**TRY IT**
Below are some records. Say how many of their lines include the string "vegetation", giving only the number.

**SOURCE MATERIAL**
+===+

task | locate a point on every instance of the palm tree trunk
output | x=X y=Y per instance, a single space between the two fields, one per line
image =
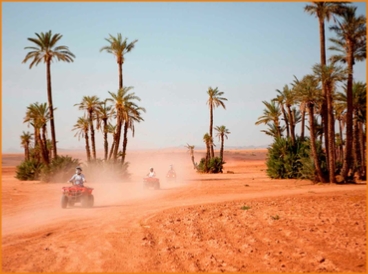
x=362 y=149
x=302 y=125
x=51 y=107
x=222 y=149
x=286 y=121
x=211 y=129
x=324 y=115
x=349 y=115
x=292 y=126
x=125 y=141
x=44 y=143
x=117 y=137
x=106 y=144
x=357 y=158
x=92 y=134
x=331 y=138
x=313 y=143
x=120 y=75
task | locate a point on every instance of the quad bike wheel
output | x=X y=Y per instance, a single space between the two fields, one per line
x=64 y=201
x=91 y=201
x=85 y=201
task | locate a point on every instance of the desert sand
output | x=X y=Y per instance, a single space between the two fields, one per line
x=231 y=222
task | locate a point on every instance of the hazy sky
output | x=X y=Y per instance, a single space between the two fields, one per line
x=247 y=50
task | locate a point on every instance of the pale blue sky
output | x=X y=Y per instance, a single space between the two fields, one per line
x=247 y=50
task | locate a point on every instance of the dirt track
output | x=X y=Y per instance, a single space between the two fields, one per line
x=241 y=222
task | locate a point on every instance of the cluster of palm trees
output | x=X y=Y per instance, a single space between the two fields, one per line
x=215 y=99
x=316 y=95
x=97 y=113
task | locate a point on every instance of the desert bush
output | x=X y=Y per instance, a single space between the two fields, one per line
x=215 y=165
x=60 y=169
x=29 y=170
x=286 y=161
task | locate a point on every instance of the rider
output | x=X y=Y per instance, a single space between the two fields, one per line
x=78 y=178
x=151 y=174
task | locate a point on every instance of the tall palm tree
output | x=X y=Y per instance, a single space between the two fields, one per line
x=104 y=112
x=288 y=96
x=208 y=140
x=47 y=50
x=271 y=113
x=119 y=47
x=351 y=31
x=123 y=103
x=82 y=126
x=222 y=132
x=280 y=99
x=191 y=151
x=330 y=75
x=307 y=90
x=38 y=116
x=91 y=105
x=214 y=100
x=134 y=115
x=324 y=11
x=26 y=139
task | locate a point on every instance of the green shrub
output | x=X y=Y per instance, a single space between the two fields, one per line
x=286 y=161
x=60 y=169
x=215 y=165
x=29 y=170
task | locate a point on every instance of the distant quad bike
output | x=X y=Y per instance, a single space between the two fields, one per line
x=151 y=182
x=77 y=194
x=171 y=176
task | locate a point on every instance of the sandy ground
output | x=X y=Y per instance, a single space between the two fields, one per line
x=231 y=222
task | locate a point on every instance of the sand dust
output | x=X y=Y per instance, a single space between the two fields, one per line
x=231 y=222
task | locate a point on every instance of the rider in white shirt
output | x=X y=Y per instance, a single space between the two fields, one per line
x=78 y=178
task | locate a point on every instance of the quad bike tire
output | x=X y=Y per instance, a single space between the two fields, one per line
x=85 y=201
x=64 y=201
x=91 y=201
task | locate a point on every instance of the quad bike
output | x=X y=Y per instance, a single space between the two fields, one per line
x=171 y=176
x=151 y=182
x=77 y=194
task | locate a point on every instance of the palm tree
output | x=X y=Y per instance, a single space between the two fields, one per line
x=271 y=114
x=26 y=139
x=119 y=47
x=104 y=112
x=324 y=11
x=134 y=115
x=208 y=140
x=38 y=115
x=359 y=121
x=307 y=90
x=123 y=103
x=222 y=132
x=280 y=99
x=351 y=32
x=46 y=50
x=82 y=126
x=288 y=96
x=191 y=151
x=214 y=100
x=330 y=75
x=91 y=105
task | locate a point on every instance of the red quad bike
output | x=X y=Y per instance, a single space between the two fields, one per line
x=171 y=176
x=151 y=182
x=77 y=194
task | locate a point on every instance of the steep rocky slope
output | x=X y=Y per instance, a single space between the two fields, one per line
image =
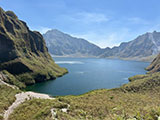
x=62 y=44
x=23 y=53
x=155 y=65
x=145 y=47
x=142 y=48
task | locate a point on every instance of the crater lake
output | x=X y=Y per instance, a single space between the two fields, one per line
x=86 y=74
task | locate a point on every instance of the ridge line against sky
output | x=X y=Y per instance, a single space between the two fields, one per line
x=104 y=23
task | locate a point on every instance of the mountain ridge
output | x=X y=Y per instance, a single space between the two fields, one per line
x=24 y=56
x=144 y=48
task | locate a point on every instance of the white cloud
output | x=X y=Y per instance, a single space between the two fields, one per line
x=137 y=20
x=41 y=29
x=87 y=17
x=107 y=39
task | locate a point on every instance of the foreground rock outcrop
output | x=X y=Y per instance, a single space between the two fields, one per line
x=24 y=56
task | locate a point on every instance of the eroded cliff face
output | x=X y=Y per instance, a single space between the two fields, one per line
x=155 y=65
x=23 y=52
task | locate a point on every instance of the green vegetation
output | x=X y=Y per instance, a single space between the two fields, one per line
x=139 y=99
x=7 y=97
x=24 y=55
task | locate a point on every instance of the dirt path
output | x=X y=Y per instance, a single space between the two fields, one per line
x=20 y=98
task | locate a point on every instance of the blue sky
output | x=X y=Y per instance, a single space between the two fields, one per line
x=103 y=22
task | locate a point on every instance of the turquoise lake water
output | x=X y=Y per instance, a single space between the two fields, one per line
x=86 y=74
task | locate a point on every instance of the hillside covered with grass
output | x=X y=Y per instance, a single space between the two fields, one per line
x=24 y=57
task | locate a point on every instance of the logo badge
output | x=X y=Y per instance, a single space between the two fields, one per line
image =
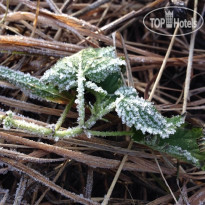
x=163 y=20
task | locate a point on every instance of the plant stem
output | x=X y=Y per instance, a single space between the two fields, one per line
x=70 y=132
x=64 y=114
x=80 y=97
x=90 y=122
x=104 y=134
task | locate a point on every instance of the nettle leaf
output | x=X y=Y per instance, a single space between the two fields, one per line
x=95 y=88
x=112 y=83
x=97 y=64
x=181 y=145
x=137 y=112
x=32 y=86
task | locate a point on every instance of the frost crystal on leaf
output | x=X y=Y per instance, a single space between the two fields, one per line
x=30 y=85
x=137 y=112
x=97 y=64
x=92 y=86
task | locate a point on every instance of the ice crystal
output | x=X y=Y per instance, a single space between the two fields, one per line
x=97 y=64
x=137 y=112
x=30 y=85
x=92 y=86
x=7 y=122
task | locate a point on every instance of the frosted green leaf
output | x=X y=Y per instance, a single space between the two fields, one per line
x=137 y=112
x=181 y=145
x=32 y=86
x=97 y=64
x=94 y=88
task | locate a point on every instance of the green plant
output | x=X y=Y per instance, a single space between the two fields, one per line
x=95 y=71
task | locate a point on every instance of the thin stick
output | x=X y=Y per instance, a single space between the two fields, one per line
x=166 y=182
x=107 y=197
x=190 y=60
x=164 y=63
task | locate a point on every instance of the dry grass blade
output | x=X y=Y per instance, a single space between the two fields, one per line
x=40 y=178
x=33 y=36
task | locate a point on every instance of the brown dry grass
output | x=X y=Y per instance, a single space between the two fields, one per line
x=41 y=171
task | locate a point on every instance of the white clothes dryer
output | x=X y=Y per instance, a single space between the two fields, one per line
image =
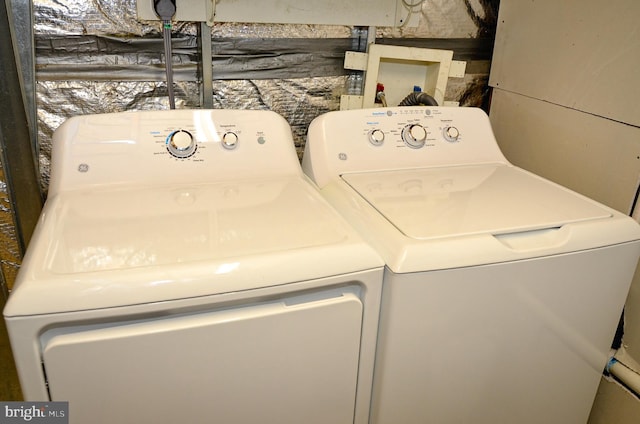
x=185 y=270
x=502 y=290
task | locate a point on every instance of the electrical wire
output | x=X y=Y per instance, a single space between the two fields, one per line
x=166 y=35
x=410 y=9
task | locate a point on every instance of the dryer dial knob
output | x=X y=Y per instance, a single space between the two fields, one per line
x=451 y=134
x=230 y=140
x=181 y=144
x=414 y=135
x=376 y=137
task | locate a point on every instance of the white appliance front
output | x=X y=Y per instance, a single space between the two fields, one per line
x=502 y=291
x=200 y=282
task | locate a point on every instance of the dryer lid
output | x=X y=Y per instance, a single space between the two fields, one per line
x=118 y=247
x=433 y=203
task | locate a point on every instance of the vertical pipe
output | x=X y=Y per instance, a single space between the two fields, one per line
x=17 y=153
x=207 y=66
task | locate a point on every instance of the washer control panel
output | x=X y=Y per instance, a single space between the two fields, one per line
x=396 y=138
x=174 y=146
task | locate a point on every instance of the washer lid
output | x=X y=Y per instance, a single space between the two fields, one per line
x=109 y=248
x=461 y=201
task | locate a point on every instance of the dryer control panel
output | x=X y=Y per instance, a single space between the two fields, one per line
x=397 y=138
x=170 y=147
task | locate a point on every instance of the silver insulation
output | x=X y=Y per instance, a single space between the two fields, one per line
x=94 y=56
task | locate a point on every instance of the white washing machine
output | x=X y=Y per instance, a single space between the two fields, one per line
x=502 y=290
x=185 y=270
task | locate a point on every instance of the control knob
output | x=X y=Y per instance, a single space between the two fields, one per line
x=181 y=144
x=451 y=134
x=414 y=135
x=376 y=137
x=230 y=140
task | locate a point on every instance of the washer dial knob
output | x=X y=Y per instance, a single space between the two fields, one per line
x=414 y=135
x=181 y=144
x=451 y=134
x=376 y=137
x=230 y=140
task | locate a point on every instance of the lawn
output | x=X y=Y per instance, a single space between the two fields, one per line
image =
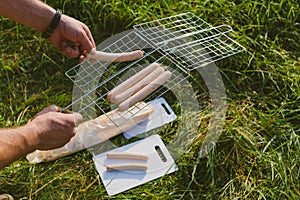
x=257 y=155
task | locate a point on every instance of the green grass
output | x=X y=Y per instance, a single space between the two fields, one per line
x=258 y=153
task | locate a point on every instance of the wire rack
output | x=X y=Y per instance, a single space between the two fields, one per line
x=182 y=43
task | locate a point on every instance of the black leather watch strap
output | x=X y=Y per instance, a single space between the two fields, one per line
x=53 y=24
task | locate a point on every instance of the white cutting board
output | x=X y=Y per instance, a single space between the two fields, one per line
x=119 y=181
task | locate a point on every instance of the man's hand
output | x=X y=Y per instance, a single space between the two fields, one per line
x=48 y=130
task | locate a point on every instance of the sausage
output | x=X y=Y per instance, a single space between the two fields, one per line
x=144 y=92
x=139 y=85
x=115 y=57
x=124 y=155
x=131 y=81
x=130 y=166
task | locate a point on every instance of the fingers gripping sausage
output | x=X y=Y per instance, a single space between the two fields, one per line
x=131 y=81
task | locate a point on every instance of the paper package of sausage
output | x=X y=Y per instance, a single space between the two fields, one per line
x=96 y=131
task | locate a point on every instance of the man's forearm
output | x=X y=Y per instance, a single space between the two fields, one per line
x=15 y=144
x=32 y=13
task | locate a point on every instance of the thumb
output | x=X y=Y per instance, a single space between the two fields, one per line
x=77 y=118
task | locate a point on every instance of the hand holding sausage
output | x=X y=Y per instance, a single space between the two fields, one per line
x=52 y=129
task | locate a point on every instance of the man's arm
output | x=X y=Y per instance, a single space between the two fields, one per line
x=50 y=129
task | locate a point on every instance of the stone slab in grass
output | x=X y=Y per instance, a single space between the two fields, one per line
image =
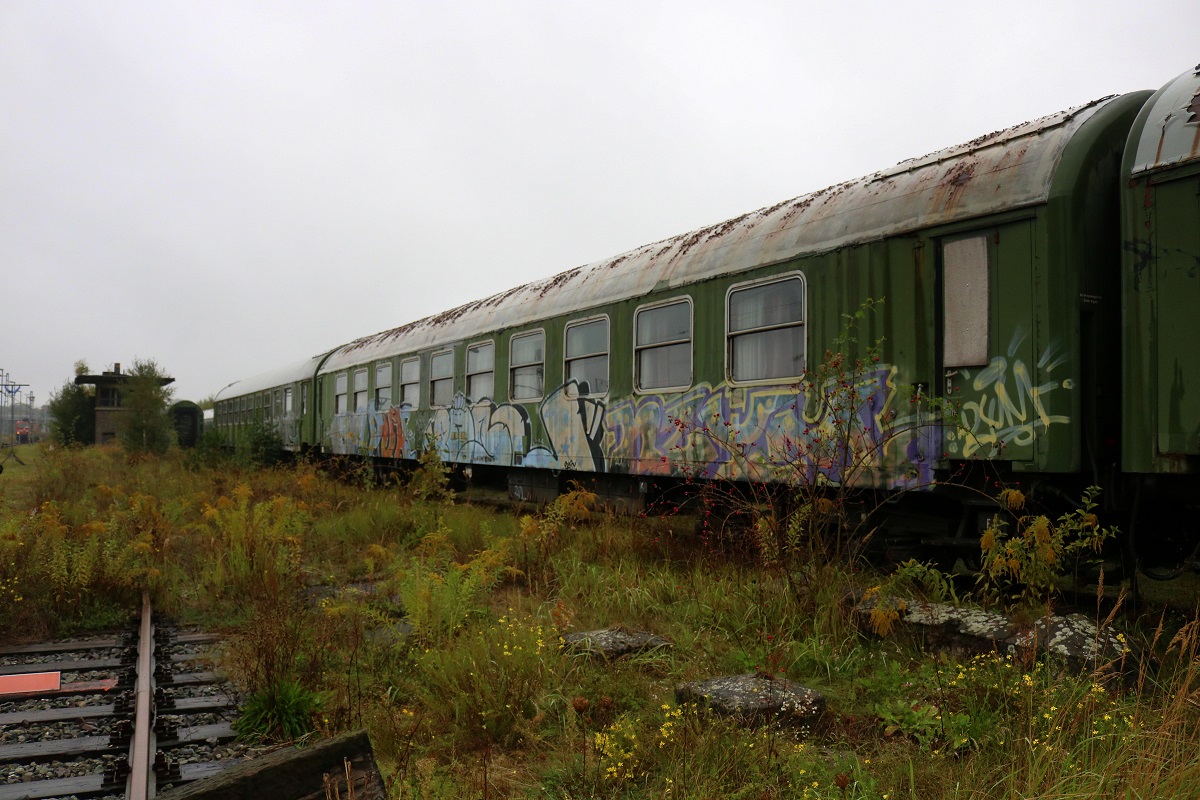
x=756 y=699
x=1074 y=638
x=613 y=643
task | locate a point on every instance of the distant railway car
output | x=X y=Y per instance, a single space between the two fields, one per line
x=187 y=419
x=279 y=400
x=999 y=264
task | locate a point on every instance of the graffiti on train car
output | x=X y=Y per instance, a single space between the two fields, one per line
x=1003 y=407
x=837 y=433
x=483 y=432
x=756 y=432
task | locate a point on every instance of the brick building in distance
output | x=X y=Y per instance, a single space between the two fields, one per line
x=109 y=411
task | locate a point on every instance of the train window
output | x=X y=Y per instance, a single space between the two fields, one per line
x=383 y=385
x=766 y=330
x=411 y=383
x=341 y=396
x=663 y=346
x=360 y=390
x=442 y=378
x=587 y=356
x=527 y=365
x=965 y=302
x=480 y=372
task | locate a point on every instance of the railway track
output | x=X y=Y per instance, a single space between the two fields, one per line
x=112 y=717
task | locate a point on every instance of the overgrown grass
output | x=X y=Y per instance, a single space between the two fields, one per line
x=438 y=627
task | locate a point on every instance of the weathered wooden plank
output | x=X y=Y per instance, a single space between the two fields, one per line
x=57 y=715
x=191 y=679
x=294 y=774
x=59 y=787
x=41 y=751
x=58 y=647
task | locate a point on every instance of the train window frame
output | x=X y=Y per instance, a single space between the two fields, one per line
x=413 y=401
x=582 y=356
x=731 y=336
x=479 y=374
x=383 y=385
x=437 y=379
x=966 y=311
x=360 y=394
x=515 y=367
x=689 y=341
x=341 y=392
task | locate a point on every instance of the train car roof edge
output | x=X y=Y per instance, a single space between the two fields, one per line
x=937 y=188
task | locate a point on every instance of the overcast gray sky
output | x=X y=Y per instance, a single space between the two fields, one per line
x=229 y=186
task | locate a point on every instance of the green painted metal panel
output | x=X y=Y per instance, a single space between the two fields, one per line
x=1176 y=276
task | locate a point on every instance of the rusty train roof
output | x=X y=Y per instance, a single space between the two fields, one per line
x=1171 y=131
x=1006 y=169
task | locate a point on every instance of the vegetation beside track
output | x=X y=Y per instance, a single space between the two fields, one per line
x=436 y=626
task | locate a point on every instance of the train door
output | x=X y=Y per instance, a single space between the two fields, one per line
x=988 y=342
x=1176 y=264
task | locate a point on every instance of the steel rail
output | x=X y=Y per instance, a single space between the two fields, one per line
x=141 y=785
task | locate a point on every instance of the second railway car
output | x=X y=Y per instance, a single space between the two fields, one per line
x=1011 y=281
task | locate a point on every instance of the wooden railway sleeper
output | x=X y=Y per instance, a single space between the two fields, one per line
x=166 y=770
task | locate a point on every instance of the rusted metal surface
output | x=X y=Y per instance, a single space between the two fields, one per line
x=141 y=783
x=1171 y=133
x=1002 y=170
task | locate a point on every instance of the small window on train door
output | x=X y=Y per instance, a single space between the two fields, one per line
x=663 y=347
x=383 y=385
x=587 y=356
x=527 y=366
x=965 y=302
x=442 y=378
x=411 y=383
x=341 y=394
x=360 y=390
x=766 y=330
x=480 y=372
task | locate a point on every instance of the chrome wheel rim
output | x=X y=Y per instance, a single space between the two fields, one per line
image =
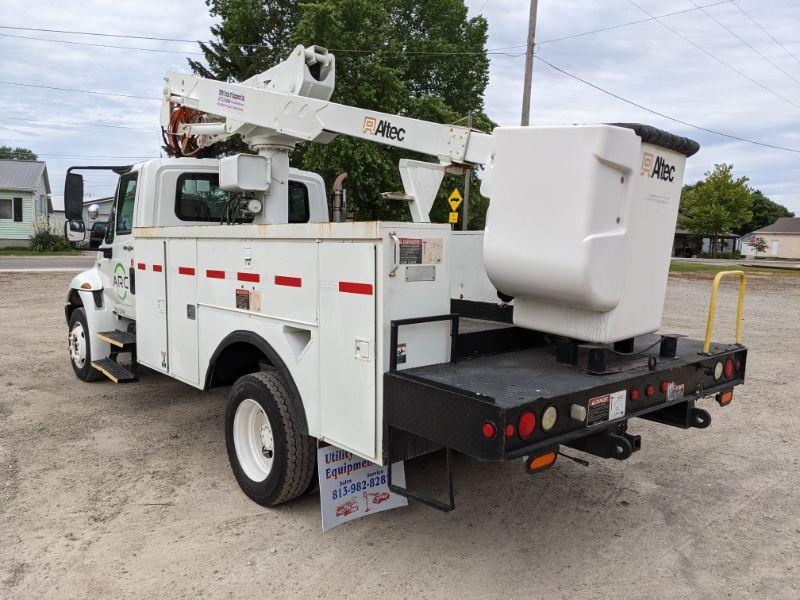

+===+

**COMPLETED TASK**
2